- _THE PROBLEM_: According to the page on SPSS Python extension functions, starting with which version of SPSS is Python 2 no longer available?

- _SELECTED TEXT_:
• • • • • • •
SPSS Python Extension Functions

The SPSS Python Extension is an addon to SPSS that allows you to include Python code in SPSS syntax programs, greatly enhancing the programmability of SPSS. The Python extension is completely free, and is available as part of the standard installation of SPSS.

We recently updated all of our Python macros from Python 2 to Python 3. Python 2 is no longer available in SPSS as of version 29. These conversions have not been fully tested, so you must use them at their own risk. If you have a problem using one of these functions please send a bug report to jamied@virginia.edu.

Those interested in working with Python might also be available in the book "Programming and Data Management in SPSS," which gives a good introduction to using Python in SPSS. It is also free, and is available from the original author (Raynald Levesque) at:

http://www.spsstools.net/spss_programming.htm

So why should you be interested in Python? Well, basically, it gives you the ability to do a lot of new things in SPSS syntax, such as the following:

Create loops that include SPSS analyses
Have dynamic syntax programs so that the results of earlier analyses can affect what analyses are performed later
Search directories for particular types of data sets and perform analyses on all of them
Extract values from analysis output and store them in a data set
Create generic functions that can be reused in later programs

Taking advantage of the last capability, we have created a number of useful Python functions that you might want to use in your own programs. You will need to have the Python extension installed in order to use them, but after that, all you'd need to do is include the function syntax in your program with an INSERT FILE command and you'll be able to use the function.

Functions Related to Mplus

Function name	Last Revision	Description
MplusLPA Process model data Process mean data	2025-05-05	Performs a latent profile analysis or a latent class analysis in Mplus. It can create a dataset containing the variable means from different profiles, and can create a dataset containing model statistics. The "Process model data" syntax will add the LMR test to the model data file. The "Process mean data" syntax will create profile plots based on the means in the mean data file.
MplusLTA	2022-07-19	Performs a latent transition analyseis in Mplus. It creates output and data files similar to those produced by the MplusLPA program.
MplusMItoSPSS	2012-07-13	Reads in a set of multiple imputation datasets generated in Mplus and turns them into a multiple imputation dataset in SPSS.
MplusPathAnalysis	2025-05-08	Performs a path analysis within SPSS by using Mplus. The program automatically converts the active dataset to Mplus, writes the necessary Mplus code, runs the analysis in Mplus, and then brings the results into the SPSS output window.
MplusTwoLevel	2025-05-03	Runs a two-level model from within SPSS by using Mplus. The program automatically converts the active dataset to Mplus, writes the necessary Mplus code, runs the analysis in Mplus, and then brings the results into the SPSS output window.
savedataToSPSS	2021-08-08	Converts a Mplus savedata file to an SPSS data set.
SPSStoMplus	2015-01-19	Converts an SPSS data set into Mplus format, and also generates a skeleton input file that would read the data set.. It performs a number of transformations to the data to make it consistent with the requirements of Mplus.

Other Functions

Function name	Last Revision	Description
artCategorize	2023-06-24	rtificially categorizes a continuous variable. You give the name of the variable and the number of groups, and the function will find the appropriate percentiles and create a new variable that divides people into groups based on their scores on the continuous variable.
• • • • • • •
- _EXCERPTED RECORDS_:
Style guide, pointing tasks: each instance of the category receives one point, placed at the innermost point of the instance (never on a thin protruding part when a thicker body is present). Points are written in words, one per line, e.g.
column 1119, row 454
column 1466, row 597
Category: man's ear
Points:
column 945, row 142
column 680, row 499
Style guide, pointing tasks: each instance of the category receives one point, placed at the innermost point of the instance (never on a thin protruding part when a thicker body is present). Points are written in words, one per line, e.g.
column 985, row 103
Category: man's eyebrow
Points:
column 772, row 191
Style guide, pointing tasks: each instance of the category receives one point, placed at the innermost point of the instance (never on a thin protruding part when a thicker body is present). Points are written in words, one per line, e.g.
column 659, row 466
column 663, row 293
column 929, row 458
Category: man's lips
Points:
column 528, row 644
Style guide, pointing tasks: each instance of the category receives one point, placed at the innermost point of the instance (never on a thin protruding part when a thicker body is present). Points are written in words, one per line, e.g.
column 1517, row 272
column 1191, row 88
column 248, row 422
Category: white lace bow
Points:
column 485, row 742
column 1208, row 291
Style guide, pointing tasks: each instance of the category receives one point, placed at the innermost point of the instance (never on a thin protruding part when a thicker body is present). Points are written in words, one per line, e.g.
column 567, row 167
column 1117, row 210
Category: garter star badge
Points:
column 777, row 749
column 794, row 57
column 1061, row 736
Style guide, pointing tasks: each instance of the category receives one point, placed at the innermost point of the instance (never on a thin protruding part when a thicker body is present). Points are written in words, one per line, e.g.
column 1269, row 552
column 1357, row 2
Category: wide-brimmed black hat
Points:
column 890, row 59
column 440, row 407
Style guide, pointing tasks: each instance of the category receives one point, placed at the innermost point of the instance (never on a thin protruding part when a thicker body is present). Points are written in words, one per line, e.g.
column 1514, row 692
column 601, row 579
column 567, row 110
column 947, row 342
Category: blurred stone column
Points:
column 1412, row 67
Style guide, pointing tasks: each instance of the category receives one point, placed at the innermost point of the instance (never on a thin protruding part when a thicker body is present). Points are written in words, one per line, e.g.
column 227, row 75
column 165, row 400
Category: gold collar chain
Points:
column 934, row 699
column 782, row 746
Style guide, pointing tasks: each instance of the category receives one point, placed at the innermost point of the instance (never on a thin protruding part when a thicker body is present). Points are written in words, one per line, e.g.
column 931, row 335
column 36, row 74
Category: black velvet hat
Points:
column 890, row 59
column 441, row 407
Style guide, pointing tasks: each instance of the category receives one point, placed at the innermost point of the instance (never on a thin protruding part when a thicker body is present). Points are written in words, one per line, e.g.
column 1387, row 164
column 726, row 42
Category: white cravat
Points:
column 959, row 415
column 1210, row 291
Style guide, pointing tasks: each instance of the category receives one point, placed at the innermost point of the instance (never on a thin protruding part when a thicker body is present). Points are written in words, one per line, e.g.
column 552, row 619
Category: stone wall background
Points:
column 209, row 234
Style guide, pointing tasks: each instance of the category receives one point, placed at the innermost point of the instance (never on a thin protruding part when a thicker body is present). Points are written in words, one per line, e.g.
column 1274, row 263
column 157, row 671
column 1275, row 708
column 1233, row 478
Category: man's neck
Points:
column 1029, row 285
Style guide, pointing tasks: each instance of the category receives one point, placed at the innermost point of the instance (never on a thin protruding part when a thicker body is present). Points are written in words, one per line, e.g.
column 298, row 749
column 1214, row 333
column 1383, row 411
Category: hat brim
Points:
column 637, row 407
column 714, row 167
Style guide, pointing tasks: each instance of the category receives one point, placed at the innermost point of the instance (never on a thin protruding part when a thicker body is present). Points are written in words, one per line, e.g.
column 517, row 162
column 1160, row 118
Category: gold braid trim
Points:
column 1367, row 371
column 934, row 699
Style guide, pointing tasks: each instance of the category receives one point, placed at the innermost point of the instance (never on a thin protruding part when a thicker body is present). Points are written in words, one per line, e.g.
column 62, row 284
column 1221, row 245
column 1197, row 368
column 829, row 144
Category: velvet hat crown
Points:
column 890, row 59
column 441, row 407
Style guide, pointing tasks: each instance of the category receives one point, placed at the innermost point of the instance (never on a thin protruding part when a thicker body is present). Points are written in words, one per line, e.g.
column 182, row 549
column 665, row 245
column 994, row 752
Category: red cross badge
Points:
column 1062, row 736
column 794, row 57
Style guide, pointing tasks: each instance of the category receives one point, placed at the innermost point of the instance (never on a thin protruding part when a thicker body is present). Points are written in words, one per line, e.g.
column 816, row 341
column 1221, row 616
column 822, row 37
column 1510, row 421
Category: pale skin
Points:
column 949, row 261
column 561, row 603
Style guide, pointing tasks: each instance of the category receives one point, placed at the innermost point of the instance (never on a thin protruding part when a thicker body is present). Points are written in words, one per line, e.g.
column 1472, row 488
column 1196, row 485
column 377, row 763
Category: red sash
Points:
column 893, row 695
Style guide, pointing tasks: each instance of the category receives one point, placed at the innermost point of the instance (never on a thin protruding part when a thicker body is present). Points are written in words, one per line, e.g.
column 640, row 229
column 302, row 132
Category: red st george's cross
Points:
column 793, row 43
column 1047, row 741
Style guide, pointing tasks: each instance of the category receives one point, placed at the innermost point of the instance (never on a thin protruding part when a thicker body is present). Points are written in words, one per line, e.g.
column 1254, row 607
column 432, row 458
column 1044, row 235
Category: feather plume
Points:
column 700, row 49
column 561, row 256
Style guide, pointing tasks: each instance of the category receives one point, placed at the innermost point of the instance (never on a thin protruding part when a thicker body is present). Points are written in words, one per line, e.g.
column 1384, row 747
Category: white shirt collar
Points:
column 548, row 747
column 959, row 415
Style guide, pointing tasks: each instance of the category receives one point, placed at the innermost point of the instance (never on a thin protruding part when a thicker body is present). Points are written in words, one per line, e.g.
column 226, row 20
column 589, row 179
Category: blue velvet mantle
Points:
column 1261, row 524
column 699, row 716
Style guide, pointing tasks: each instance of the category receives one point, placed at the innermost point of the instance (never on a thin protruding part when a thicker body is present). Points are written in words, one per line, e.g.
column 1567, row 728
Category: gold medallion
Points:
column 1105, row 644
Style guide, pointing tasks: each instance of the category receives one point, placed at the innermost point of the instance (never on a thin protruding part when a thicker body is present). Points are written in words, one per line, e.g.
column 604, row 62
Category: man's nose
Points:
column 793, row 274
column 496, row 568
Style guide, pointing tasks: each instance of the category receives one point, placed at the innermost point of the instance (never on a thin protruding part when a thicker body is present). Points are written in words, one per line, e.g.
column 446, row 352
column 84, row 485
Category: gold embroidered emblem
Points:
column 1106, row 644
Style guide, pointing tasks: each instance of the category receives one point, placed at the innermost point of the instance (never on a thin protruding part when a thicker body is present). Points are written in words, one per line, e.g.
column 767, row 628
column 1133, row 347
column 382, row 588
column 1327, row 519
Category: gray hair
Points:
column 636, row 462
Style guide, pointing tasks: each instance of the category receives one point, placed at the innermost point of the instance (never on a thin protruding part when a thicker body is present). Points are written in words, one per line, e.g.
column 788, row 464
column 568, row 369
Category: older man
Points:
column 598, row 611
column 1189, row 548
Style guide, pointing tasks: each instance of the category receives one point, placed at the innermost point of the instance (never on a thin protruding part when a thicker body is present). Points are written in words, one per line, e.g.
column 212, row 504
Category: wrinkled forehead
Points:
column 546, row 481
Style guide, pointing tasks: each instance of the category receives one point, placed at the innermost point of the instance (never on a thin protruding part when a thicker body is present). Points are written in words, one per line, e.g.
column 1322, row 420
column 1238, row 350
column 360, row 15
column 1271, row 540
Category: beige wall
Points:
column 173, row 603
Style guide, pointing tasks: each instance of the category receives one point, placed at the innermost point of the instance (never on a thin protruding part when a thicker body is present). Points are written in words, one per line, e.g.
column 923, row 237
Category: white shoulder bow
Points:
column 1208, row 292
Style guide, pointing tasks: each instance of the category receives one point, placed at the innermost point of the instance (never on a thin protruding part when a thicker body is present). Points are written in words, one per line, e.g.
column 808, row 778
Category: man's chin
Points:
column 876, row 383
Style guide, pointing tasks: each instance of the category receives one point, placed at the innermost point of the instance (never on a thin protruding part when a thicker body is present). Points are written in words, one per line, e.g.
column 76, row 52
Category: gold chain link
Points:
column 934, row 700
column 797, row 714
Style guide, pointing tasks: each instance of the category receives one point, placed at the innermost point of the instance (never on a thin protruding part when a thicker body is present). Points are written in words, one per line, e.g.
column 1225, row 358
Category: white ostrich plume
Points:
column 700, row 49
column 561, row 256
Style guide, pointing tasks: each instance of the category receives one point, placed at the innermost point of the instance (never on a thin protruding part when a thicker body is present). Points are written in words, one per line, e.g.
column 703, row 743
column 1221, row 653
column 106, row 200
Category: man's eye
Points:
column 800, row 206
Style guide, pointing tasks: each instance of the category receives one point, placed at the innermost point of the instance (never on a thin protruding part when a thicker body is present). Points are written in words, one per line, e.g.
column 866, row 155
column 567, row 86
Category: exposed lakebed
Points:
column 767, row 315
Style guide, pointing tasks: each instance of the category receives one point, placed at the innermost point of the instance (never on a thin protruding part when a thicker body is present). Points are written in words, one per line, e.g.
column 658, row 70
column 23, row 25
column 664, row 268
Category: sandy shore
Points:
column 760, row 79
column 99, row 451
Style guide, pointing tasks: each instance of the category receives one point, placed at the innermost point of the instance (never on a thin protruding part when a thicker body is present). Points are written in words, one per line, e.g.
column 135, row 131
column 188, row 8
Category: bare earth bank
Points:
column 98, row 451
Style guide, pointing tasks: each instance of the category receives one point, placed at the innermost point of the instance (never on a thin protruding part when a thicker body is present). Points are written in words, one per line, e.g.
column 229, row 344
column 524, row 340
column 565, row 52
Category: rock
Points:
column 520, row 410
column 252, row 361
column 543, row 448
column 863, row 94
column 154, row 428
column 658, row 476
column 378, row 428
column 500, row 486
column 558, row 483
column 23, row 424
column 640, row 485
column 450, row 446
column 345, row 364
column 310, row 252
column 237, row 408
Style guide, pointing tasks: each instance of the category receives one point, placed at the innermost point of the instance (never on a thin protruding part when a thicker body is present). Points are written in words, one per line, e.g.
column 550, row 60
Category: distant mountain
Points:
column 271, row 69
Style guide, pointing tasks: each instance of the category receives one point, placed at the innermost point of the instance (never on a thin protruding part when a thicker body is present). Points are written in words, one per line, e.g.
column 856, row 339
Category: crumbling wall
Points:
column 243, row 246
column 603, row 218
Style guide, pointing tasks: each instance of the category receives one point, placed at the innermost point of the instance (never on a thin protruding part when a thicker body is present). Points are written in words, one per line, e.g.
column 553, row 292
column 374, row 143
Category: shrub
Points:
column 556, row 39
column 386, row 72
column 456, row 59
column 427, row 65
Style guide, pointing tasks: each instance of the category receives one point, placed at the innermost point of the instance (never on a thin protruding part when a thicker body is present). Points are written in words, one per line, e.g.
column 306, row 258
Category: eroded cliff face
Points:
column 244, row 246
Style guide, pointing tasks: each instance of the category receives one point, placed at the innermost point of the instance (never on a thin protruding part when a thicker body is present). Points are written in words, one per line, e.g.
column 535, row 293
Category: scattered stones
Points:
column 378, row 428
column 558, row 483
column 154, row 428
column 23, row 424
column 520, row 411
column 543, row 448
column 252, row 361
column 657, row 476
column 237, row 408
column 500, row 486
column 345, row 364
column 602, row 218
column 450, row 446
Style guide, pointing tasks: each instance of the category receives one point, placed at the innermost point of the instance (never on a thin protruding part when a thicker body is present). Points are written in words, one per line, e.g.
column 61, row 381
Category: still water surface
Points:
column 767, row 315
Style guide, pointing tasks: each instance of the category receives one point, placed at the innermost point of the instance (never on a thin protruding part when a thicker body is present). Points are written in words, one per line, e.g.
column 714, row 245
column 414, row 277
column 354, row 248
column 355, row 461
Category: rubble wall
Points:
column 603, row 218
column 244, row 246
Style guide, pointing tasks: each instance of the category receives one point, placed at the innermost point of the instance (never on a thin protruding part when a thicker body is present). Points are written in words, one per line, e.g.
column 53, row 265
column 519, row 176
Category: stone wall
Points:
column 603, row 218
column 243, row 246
• • • • • • •
- _CORRECT ANSWER_: Version 29